What the task requires »
Count the lines in the records below that contain the string "clicks". Reply with the number alone.
★ ★ ★ ★ ★ ★ ★
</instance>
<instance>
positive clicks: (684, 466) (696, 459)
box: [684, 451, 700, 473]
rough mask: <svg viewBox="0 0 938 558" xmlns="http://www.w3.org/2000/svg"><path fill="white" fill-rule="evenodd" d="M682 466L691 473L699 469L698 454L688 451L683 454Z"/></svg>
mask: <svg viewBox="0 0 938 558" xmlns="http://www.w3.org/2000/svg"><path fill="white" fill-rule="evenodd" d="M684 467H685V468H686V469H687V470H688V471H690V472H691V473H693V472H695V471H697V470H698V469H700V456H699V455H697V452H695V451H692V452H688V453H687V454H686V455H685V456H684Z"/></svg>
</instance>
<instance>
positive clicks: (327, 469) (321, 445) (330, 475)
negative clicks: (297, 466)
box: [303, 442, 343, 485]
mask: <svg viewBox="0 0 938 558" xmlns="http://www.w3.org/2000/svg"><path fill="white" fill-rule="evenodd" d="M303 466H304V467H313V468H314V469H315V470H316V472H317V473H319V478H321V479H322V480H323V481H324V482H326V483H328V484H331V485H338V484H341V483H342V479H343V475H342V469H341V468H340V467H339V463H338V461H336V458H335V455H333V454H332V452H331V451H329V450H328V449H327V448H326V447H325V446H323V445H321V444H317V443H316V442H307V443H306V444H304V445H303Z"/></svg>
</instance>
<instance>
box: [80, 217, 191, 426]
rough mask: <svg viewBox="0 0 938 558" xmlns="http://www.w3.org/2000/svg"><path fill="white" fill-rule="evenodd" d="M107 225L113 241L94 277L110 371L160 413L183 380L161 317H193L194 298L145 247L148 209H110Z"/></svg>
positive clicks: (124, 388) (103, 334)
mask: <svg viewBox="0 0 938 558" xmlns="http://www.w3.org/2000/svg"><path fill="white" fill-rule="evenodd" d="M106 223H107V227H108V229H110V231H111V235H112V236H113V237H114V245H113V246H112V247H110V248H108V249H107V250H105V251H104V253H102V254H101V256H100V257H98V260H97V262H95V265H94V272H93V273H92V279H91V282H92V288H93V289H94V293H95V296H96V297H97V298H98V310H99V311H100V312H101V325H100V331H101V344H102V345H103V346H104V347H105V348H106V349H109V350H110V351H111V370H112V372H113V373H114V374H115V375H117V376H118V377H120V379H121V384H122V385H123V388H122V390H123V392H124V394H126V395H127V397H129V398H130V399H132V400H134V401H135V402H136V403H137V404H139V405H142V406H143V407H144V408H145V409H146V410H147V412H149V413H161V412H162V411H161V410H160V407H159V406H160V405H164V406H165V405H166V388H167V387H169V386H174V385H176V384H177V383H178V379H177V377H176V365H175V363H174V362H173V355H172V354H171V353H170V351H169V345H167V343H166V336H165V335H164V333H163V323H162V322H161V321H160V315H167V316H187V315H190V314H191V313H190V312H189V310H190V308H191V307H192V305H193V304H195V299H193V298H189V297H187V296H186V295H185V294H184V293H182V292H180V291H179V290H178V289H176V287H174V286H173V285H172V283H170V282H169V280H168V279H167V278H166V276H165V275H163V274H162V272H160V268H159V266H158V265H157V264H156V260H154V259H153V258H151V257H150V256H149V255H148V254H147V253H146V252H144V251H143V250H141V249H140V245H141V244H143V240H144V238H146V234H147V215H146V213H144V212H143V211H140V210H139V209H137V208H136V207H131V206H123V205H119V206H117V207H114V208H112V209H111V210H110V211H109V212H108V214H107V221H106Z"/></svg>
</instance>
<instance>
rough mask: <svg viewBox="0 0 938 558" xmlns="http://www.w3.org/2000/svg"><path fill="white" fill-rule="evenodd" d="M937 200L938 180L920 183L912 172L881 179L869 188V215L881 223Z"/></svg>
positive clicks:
★ ★ ★ ★ ★ ★ ★
Task solution »
5